[Records from a data collection]

* * * * * * * * *

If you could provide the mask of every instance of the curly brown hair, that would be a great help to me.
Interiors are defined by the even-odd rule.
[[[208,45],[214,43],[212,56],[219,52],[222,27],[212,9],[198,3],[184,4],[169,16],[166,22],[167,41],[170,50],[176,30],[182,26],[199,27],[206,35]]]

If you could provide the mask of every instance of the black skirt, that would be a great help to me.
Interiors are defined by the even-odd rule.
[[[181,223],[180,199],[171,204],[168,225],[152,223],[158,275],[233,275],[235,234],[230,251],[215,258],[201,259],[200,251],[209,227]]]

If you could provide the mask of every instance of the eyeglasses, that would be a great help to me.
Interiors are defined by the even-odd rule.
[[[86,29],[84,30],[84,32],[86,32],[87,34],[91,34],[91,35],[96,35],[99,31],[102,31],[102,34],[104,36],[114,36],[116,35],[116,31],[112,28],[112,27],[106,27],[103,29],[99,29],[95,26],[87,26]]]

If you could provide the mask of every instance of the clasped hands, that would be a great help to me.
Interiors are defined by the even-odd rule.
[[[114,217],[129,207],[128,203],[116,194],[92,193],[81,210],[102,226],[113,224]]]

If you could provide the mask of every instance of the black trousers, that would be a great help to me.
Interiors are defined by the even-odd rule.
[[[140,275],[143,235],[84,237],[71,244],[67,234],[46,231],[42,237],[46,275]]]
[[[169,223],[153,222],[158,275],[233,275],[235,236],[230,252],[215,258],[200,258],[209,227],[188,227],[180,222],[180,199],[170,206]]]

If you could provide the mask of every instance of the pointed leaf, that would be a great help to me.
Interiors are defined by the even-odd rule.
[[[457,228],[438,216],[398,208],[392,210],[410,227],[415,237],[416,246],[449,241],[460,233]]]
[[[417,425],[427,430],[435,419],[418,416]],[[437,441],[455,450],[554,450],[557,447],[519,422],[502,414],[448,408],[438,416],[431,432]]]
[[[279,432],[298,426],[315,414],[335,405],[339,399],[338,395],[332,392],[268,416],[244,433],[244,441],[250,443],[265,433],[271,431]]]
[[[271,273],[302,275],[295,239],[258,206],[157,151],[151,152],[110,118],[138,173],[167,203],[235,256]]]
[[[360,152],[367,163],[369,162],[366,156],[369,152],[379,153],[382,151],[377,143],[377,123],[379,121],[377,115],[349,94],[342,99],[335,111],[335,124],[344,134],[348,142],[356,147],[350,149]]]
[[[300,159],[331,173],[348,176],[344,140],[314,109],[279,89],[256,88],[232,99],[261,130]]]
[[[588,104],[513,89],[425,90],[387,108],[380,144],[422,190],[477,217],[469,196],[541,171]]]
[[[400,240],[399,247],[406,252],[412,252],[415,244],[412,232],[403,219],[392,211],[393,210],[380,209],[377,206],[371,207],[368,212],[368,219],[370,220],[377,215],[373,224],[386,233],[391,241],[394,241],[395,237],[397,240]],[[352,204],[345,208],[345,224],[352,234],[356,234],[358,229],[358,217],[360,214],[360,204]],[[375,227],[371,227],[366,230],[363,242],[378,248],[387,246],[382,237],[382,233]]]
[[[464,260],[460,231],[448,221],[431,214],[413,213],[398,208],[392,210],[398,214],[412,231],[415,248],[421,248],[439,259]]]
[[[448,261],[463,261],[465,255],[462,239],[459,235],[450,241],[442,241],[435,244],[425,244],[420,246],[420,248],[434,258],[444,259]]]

* * * * * * * * *

* _What is asked_
Can you locate each line in the items above containing the word "that" and copy those lines out in full?

* _Reply_
If you could provide the mask of every instance of the curly brown hair, that would be a great help to me.
If you could provide the mask of every instance of the black skirt, that would be a great help to me.
If you could provide the mask of every instance of the eyeglasses, that would be a great help to me.
If you could provide the mask of every instance of the clasped hands, that would be a great help to me.
If you could provide the mask of every instance of the black trousers, that would be a great help to me.
If you could provide the mask of every instance of the pointed leaf, that would be a great help to me.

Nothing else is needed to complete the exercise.